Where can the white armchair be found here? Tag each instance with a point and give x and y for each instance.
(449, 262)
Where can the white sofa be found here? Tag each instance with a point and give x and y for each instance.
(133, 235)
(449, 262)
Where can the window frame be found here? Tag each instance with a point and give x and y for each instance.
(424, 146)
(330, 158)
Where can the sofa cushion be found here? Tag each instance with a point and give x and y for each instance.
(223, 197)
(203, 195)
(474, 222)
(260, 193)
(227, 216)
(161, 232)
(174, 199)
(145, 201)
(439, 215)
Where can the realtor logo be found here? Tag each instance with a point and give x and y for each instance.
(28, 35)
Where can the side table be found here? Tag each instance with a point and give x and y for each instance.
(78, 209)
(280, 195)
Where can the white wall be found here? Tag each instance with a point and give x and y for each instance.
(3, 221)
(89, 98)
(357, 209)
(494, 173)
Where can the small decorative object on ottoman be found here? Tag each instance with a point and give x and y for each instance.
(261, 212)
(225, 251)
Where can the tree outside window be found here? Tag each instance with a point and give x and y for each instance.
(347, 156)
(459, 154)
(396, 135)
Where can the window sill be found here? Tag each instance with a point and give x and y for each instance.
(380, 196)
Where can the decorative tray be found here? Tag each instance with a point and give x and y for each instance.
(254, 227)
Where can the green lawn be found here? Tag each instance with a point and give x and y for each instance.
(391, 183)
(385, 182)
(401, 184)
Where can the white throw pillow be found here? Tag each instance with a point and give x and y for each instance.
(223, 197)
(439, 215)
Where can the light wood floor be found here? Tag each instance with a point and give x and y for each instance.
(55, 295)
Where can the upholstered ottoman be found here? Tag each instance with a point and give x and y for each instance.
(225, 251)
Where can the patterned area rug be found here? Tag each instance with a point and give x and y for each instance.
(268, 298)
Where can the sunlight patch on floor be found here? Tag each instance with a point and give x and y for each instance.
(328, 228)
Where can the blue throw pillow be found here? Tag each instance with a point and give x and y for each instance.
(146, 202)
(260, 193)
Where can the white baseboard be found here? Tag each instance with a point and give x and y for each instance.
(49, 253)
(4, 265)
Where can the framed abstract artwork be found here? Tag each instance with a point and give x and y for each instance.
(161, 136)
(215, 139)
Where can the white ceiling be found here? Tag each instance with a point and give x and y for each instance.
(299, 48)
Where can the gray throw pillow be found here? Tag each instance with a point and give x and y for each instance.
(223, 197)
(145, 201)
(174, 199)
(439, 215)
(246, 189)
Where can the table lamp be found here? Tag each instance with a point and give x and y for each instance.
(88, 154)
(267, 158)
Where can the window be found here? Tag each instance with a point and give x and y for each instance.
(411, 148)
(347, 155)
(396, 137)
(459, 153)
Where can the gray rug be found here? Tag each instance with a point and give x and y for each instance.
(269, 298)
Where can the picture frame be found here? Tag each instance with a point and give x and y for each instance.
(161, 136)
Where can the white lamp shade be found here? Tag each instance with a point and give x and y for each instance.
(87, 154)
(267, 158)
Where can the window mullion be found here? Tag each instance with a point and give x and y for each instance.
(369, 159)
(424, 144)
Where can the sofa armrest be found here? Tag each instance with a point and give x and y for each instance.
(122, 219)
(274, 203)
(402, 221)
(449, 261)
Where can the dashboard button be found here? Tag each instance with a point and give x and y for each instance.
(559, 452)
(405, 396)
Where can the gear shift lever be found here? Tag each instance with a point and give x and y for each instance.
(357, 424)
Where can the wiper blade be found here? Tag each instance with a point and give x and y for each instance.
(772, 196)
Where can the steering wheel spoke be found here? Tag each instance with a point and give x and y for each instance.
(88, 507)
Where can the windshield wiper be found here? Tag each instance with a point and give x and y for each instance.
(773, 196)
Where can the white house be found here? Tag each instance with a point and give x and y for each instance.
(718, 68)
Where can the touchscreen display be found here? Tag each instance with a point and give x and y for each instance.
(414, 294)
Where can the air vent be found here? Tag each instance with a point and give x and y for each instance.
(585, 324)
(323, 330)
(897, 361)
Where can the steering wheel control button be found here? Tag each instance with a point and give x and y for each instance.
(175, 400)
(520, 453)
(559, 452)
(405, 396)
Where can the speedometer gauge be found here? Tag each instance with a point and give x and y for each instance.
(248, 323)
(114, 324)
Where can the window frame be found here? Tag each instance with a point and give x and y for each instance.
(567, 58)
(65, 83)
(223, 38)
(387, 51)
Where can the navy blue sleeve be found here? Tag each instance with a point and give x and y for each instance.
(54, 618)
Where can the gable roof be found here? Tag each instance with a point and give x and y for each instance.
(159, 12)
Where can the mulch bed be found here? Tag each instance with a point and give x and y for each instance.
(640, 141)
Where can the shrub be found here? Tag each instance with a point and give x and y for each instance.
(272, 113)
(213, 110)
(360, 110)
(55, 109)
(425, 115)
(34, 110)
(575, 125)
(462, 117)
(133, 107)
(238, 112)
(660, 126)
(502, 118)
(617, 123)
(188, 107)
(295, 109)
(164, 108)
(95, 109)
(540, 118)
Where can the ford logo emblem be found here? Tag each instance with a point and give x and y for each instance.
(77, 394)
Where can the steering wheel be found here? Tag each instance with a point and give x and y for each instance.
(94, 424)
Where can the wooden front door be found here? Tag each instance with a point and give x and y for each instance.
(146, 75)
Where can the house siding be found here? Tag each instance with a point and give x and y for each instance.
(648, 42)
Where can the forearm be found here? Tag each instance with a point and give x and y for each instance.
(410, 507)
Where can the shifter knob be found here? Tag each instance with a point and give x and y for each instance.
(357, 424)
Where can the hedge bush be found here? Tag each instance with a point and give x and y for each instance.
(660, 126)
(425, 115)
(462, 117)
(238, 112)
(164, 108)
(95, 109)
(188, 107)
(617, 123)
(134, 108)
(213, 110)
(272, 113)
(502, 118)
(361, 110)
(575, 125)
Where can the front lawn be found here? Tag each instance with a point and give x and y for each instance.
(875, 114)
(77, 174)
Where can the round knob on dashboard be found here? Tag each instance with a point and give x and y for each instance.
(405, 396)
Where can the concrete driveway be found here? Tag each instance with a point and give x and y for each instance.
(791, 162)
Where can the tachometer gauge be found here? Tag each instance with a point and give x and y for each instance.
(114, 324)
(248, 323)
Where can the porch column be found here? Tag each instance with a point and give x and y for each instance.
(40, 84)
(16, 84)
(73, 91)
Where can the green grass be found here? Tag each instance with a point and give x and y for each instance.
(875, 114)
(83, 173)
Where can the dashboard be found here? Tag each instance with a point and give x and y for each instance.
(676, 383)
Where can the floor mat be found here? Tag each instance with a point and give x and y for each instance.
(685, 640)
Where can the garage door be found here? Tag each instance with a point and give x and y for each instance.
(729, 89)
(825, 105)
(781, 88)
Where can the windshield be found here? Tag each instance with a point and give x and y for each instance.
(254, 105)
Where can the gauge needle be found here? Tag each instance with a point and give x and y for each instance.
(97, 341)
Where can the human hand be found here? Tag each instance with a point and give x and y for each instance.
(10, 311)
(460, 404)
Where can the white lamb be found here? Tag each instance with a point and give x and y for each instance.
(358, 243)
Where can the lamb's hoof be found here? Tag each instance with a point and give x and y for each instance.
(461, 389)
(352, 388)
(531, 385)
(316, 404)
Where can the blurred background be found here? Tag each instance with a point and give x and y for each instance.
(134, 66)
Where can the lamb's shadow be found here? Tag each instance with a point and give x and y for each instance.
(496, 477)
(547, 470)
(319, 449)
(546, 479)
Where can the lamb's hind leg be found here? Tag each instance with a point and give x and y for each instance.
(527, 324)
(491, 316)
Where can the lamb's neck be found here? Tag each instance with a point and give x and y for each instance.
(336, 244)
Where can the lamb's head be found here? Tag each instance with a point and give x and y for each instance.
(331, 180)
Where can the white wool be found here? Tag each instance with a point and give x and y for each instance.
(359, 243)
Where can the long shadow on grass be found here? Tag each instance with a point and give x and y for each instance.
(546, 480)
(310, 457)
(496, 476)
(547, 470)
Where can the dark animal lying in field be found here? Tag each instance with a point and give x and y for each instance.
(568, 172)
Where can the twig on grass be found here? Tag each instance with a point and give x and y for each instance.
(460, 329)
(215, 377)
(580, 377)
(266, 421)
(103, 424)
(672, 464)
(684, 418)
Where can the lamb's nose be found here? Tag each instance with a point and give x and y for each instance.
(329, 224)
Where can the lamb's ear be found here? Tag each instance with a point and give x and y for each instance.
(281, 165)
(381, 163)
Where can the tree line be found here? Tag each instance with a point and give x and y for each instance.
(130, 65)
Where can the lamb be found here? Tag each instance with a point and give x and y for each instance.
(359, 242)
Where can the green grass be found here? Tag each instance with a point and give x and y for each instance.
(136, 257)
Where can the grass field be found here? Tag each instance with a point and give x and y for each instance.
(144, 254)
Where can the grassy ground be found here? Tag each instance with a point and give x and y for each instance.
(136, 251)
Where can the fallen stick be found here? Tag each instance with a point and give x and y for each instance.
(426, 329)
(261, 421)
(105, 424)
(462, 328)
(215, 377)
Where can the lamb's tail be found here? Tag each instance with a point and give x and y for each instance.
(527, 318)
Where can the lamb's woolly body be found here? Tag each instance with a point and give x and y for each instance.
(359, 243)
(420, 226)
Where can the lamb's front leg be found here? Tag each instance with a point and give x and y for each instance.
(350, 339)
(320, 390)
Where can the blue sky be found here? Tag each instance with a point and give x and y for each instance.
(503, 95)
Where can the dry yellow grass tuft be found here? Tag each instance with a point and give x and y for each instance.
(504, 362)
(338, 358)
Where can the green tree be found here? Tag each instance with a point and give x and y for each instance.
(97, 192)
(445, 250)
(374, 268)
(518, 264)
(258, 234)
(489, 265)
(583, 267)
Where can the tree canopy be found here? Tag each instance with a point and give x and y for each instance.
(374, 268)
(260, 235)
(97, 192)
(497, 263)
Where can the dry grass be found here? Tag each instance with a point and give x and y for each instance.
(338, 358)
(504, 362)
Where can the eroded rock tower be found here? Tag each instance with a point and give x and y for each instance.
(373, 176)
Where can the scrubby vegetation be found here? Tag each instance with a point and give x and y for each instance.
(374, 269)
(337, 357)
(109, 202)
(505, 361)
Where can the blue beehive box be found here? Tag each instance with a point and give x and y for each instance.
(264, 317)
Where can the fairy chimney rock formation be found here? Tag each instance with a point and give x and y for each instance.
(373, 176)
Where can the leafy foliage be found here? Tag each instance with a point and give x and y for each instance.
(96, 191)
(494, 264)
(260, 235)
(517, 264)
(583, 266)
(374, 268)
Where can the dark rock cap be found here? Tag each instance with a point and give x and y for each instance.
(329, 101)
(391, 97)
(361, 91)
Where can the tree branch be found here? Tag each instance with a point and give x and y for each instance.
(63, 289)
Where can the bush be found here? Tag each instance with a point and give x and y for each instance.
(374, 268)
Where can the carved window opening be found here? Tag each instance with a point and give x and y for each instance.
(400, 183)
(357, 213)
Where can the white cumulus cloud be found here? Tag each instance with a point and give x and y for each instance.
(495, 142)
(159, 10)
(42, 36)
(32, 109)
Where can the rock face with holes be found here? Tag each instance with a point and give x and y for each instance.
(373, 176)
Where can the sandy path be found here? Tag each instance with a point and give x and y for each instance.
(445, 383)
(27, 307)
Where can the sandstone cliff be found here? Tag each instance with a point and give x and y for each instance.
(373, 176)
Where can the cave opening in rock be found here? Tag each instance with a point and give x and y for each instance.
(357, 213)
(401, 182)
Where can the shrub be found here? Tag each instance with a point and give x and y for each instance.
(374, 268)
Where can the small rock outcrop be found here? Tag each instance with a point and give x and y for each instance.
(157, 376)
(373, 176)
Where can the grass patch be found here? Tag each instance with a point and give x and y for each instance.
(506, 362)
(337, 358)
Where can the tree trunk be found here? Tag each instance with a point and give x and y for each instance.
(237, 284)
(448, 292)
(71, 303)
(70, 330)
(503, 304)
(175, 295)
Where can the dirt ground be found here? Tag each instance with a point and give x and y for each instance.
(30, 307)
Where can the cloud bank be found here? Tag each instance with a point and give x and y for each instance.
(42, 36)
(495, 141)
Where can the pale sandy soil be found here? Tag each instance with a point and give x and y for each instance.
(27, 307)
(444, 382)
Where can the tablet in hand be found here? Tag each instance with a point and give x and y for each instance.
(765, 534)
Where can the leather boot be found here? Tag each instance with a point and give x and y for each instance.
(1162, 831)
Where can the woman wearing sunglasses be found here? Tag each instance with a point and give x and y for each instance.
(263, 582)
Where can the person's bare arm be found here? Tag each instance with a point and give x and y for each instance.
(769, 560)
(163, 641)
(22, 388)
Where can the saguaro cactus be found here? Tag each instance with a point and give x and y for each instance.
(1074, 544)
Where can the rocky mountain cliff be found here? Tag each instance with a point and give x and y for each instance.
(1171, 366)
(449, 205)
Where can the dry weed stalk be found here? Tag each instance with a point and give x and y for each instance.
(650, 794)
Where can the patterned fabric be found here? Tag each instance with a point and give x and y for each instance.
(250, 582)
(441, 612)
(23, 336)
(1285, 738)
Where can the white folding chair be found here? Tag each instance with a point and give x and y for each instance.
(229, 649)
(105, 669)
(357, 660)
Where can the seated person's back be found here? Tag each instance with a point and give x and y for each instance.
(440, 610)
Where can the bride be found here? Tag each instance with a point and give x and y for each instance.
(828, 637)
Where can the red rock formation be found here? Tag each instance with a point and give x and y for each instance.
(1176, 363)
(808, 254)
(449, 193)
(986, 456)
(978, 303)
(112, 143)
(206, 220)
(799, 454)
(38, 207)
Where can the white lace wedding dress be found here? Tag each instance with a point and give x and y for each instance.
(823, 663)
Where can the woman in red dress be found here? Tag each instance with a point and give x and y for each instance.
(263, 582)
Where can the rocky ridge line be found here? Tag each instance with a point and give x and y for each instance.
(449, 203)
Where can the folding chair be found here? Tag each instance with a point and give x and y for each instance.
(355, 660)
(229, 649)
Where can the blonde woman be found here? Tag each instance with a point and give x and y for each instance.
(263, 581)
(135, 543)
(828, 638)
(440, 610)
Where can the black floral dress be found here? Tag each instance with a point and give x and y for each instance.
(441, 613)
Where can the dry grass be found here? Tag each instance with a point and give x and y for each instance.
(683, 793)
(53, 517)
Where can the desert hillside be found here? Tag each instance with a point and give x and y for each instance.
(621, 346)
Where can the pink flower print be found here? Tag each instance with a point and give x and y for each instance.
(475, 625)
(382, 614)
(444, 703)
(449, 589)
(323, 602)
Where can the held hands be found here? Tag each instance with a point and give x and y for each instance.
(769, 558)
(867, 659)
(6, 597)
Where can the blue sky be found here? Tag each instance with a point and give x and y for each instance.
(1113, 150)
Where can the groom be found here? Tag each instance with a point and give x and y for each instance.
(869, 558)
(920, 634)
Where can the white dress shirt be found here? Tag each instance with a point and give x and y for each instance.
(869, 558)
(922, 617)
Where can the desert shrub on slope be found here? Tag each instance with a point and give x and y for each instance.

» TASK INSTRUCTIONS
Repeat the lines from the one containing "Where can the desert hillside" through the end of the listing, exactly and without any other lines; both ends are included.

» CORRECT ANSWER
Where can the desert hillside be found here? Tag each instance with a point and give x and y for each instance.
(621, 346)
Where can the pink flower print be found here? Tag each instance with a point and give x and y for each instance.
(475, 625)
(382, 614)
(444, 703)
(449, 589)
(323, 602)
Where can the held hands be found here? Tag each instance with a point and give x and y for each instance.
(769, 558)
(867, 659)
(6, 597)
Where can the blue sky be found here? Tag each instance with a point and give x and y for each instance.
(1113, 150)
Where can the groom be found here? Tag each instance with a point and give x and y for each instance.
(869, 558)
(920, 634)
Where can the white dress shirt be found here? Tag each instance with a point and give x and y for each instance.
(869, 558)
(922, 617)
Where can the desert shrub on slope be found here? Tag each instance with a point and give x and y for each instance.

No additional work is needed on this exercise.